Escribe cómo sigue el texto sobre el show eterno, empezando justo después de su última oración.

▸ Fragmento elegido:

........

No sé si es bueno o malo. No sé cómo sucedió. No creo que alguien lo haya creado adrede pero ahí está. Pasen, espectadores, que el show eterno ha comenzado y, por lo que vislumbra, nunca acabará. Si antes el espectáculo exigía planificación, estudios y técnicas, el espectáculo de hoy es instantáneo, no se detiene y no busca aprecio intelectual ni sostén teórico. Le basta con una risa o un gesto de sorpresa.

Alguien pone una cámara dentro de un nido de pájaro. El pájaro trae ramita tras ramita. La tarea le lleva horas. En días el video tiene millones de visualizaciones. Se lo cuento a un amigo que me dice “yo lo miraría”. Pero claro, si yo también lo miré. Es que este espectáculo eterno, esa “televisión fuera de control” (como alguien definió a Youtube), sí es interesante. Mucho más que programas de televisión de formatos repetidos hasta la saciedad, con conductores que poco tienen que decir.

La odisea del pajarito es también más interesante que la música mala y el teatro berreta. Y además no pretende gran cosa, no simula trascendencia, no tiene ínfulas. Y (tema a analizar) también es más divertido que la realidad. Ya lo decía Cortázar en “La noche boca arriba”: es “como estar viendo una película aburrida y pensar que sin embargo en la calle es peor; y quedarse”.

........

(Registros de puntos etiquetados)
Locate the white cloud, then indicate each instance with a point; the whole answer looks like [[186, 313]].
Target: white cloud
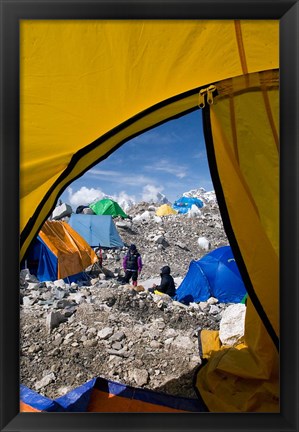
[[120, 177], [151, 193], [168, 167], [84, 196]]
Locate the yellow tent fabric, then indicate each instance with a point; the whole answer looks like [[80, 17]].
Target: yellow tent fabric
[[165, 210], [73, 253], [245, 142], [86, 87], [78, 103]]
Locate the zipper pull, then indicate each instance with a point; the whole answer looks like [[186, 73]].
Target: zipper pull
[[210, 91], [201, 98]]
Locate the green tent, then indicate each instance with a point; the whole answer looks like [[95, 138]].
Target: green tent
[[108, 207]]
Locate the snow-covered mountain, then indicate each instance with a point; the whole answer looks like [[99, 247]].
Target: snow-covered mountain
[[202, 194]]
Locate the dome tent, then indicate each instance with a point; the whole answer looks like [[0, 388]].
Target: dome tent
[[214, 275], [184, 204], [237, 58], [107, 207], [97, 230], [59, 252]]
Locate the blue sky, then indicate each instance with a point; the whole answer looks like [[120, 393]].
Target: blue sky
[[170, 159]]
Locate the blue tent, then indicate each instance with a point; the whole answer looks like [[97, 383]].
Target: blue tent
[[58, 252], [184, 204], [96, 230], [214, 275]]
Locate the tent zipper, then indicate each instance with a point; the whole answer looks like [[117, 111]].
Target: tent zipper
[[206, 94]]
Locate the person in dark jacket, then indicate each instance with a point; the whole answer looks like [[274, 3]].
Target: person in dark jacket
[[132, 265], [167, 285]]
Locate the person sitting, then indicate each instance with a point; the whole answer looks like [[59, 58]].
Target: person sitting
[[132, 265], [167, 285]]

........

▸ Respuesta:
Pero hay un problema. Ahora hay millones de curiosidades satisfechas, menos atentas a ese espectáculo (acá vale también decir arte) que exigía una técnica y sacrificios. Esos millones de curiosidades fueron satisfechas antes de ir a escuchar cantar o ver bailar. Eran espectadores y consumidores de “arte” pero buscaron otra cosa. Ya no sacrificio ni veleidades. Solo esperaban ser desaburridos y lo encontraron.

Esos espectadores ya no están (tan) disponibles para los espectáculos que somos capaces de crear nosotros, los que aún trabajamos con tracción a sangre, aunque sé que todos vamos detrás de un poco de atención de esa “televisión fuera de control”. Los “quince minutos de fama” que proponía Warhol están acá. Son quince, pero hilvanados por millones, o millones de millones. Pero a diferencia de lo que pensaba Andy, esa fama no llegará por fotocopiar cuadros o drogarse en una fiesta del jet set y ser fotografiado. Llegará por cosas más banales aún: una persona cayéndose de una silla, el sol que se esconde en el horizonte, amigos bañándose en una piscina.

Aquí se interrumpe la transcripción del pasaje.